D-Day+81 – Why they fought
D-Day – the 6th of June, 1944: “The Longest Day,” as it was called in the classic 1962 film of that name. Then came “The Americanization of Emily” (1964 – D-Day+30). And “Saving Private Ryan.” (1998). Unforgettable images of Americans storming Normandy’s “Omaha Beach,” dying in the water, dying on the land, scaling those impossible cliffs to overtake the German defenses and go on to win the war in Europe. The war against fascism. The cause for which they fought resonates today on these shores, so it is worth recalling their battle and their sacrifices as they fought and died for liberty.
In 1994, on D-Day’s 50th anniversary, I was privileged to tell their story in The Washington Post through interviews with the veterans of that bloody, terrible and ultimately triumphal day. Fourteen years later, my wife Sandy and I visited Omaha Beach, by then a family vacation spot, and also the nearby American cemetery, a solemn place where there are 9,388 grave sites of the fallen Americans. The grave markers were mainly crosses, but there were also Stars of David to indicate that Jewish Americans also fought and died there. We left stones to remember and memorialize them.

Brief 1 - Can you gather every line in the entries below that contains the word "frame"?

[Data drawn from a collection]
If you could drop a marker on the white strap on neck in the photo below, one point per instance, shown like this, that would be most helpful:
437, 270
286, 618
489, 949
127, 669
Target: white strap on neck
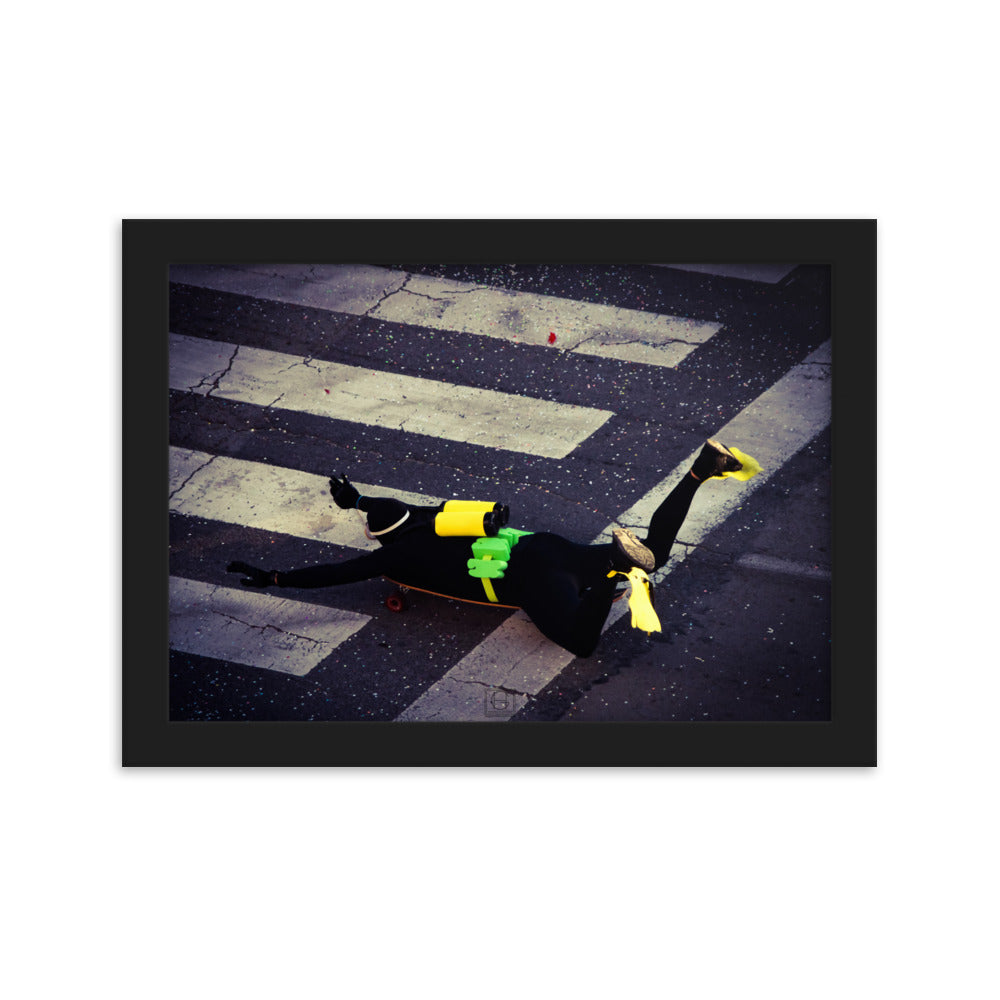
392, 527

--

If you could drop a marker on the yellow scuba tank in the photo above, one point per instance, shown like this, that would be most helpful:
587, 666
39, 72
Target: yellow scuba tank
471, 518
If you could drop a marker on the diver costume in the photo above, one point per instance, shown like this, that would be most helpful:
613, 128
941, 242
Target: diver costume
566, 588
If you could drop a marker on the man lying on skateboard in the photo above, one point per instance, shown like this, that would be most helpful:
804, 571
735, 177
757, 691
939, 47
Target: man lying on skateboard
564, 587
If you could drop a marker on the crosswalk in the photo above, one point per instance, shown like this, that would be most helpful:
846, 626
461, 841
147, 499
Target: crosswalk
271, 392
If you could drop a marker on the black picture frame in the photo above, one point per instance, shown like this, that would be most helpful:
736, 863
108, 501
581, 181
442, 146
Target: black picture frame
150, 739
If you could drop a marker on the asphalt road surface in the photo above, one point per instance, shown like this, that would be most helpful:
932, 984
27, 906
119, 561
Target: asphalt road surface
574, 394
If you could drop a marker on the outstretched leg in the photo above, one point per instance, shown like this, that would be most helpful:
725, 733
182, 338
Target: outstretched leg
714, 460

Brief 2 - In the D-Day essay, why does the writer consider it worth recalling the soldiers' battle and sacrifices?

Full output 1 -
If you could drop a marker on the black picture frame in the photo above, one point per instance, shown like this, that would be most helpful:
Target: black picture frame

Full output 2 - The cause they fought for, the war against fascism, still resonates today on these shores. They fought and died for liberty.